*GIVEN RECORDS*
=== Begin Enclosure ===
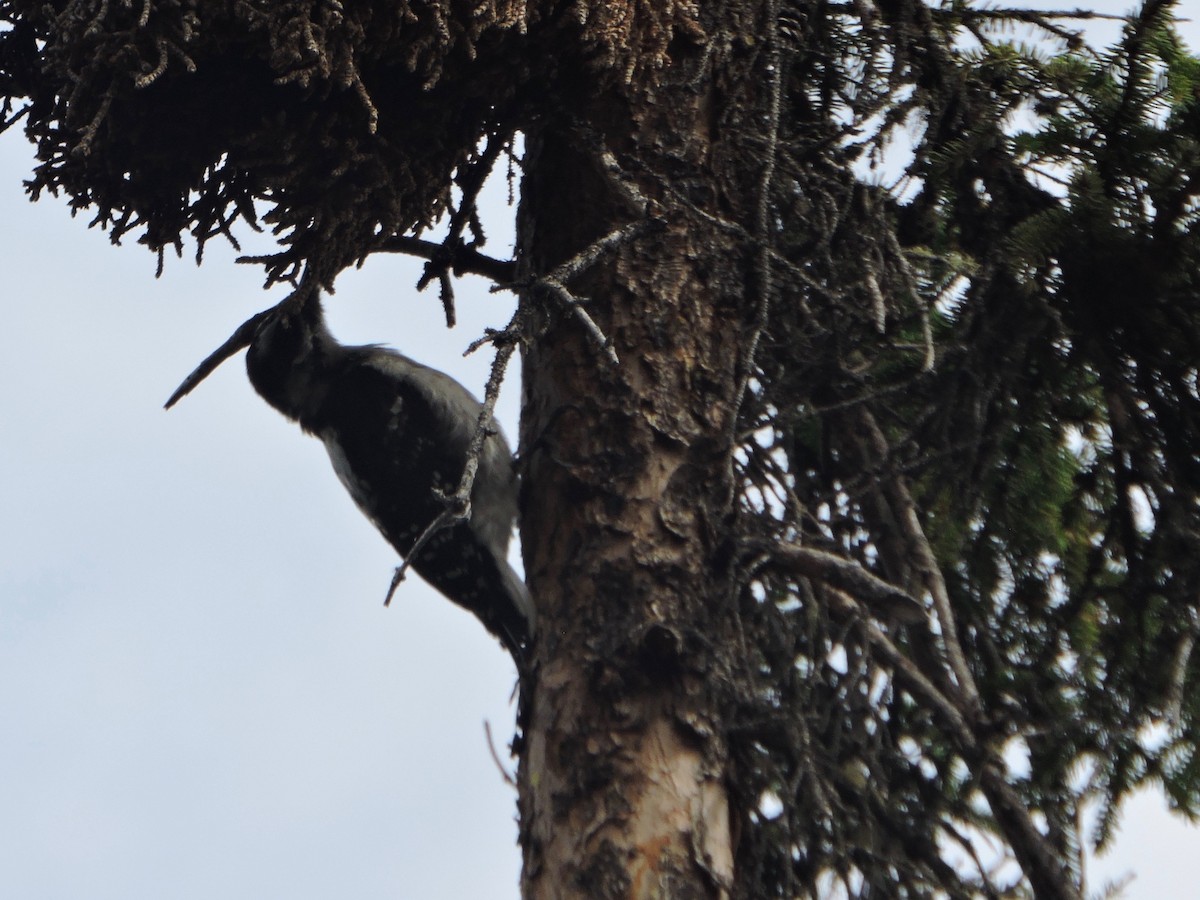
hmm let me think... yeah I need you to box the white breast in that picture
=== End Enclosure ===
=== Begin Enclosure ===
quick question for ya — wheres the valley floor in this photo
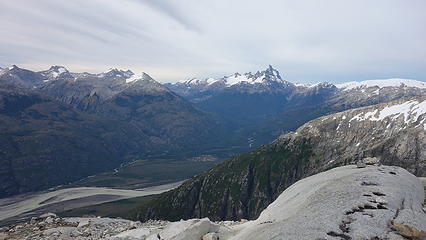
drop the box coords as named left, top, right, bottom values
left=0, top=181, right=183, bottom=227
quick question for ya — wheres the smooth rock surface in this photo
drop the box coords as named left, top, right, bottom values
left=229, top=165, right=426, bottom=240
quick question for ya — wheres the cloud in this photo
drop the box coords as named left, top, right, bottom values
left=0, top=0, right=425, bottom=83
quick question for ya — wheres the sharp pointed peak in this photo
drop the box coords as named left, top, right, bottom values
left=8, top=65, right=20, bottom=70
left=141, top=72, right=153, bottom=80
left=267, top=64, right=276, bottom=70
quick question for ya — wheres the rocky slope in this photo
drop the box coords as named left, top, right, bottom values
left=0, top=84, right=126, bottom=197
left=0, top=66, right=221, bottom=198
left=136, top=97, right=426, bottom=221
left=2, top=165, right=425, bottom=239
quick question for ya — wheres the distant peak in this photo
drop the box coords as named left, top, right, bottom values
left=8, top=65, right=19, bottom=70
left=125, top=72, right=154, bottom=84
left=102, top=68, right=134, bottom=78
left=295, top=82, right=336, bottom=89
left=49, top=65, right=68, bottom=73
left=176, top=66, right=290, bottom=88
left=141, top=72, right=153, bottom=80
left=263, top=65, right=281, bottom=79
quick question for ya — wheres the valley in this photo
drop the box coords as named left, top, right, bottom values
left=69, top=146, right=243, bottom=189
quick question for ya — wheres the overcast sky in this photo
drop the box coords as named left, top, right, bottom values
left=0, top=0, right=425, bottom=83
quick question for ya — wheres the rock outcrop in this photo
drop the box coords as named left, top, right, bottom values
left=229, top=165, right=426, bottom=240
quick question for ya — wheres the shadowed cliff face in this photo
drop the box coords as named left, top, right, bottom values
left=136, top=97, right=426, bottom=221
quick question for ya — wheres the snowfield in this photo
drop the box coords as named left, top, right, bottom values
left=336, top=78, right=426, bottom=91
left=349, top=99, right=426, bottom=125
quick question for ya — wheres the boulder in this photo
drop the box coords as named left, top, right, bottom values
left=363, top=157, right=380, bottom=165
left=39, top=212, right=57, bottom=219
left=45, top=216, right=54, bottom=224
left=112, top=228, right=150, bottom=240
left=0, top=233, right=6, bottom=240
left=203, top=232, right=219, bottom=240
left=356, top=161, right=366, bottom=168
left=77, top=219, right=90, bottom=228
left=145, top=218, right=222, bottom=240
=== End Enclosure ===
*INSTRUCTIONS TO FOLLOW*
Lines with the word "wheres": tally them across the material and give only the total.

*EXERCISE SOLUTION*
12